Considera que estão a mudar vidas?

Estamos indiscutivelmente a mudar vidas. Estive recentemente no Chile, numa pequena comunidade no Norte, na fronteira com a Bolívia, onde falei com uma mulher extraordinária que me contou como transformámos a vida dela quando apoiámos uma central solar fotovoltaica, com algum armazenamento, que lhe permite agora ter eletricidade 24 horas por dia. Neste momento esta senhora e a sua família, assim como muitas outras naquela comunidade, podem ter frigorífico, pela primeira vez, podem ter actividades económicas, a Janete tem uma pequena lavandaria, aumentou o rendimento familiar de uma forma extraordinária, e tem acesso à internet que lhe permite estar a fazer uma licenciatura online. Isto é transformação e eu testemunhei em primeira mão.

A médio-longo prazo há novos projetos no horizonte?

Estamos a estruturar outro fundo, para dar continuidade ao nosso trabalho, agora pretendemos usar os ativos que temos e obter financiamento nos mercados de capital, através de dívida verde. Assim como temos estado a apoiar as energias renováveis, nesta nova fase gostaria de canalizar os fundos para os transportes, que considera um desafio nos países em desenvolvimento.
══════
● **INSTRUÇÕES**
Redija a continuação da entrevista sobre o fundo de apoio às energias renováveis, começando logo após a última frase do excerto apresentado.

● **DADOS**
══════
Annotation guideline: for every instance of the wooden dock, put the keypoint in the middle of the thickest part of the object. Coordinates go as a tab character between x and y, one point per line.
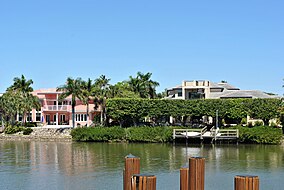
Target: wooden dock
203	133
══════
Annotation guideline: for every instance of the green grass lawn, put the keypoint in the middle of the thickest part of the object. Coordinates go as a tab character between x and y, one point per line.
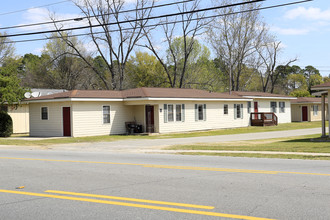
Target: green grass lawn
══════
● **RESPOSTA**
Estamos a falar em veículos elétricos, biocombustíveis?

Falamos de várias coisas. Políticas e investimentos nos transportes públicos, incentivos à utilização deste meio de deslocação, políticas e mecanismos que incentivem os veículos híbridos e elétricos, investimentos que permitam esta transição. Temos capitais, inclusive, na Europa, já nem precisamos de falar na Índia e China e algumas capitais da África e América Latina, em que os níveis de poluição do ar são altíssimos e são um perigo para a saúde pública e, por essa razão e pelas alterações climáticas, é preciso promover esta transição tal como fizemos nas energias renováveis. E continuar na fronteira, estamos sempre a pensar qual é o investimento que ainda não foi feito nestes países que podemos apoiar.

Neste momento também se discute muito a economia circular, também é uma alternativa para estes países?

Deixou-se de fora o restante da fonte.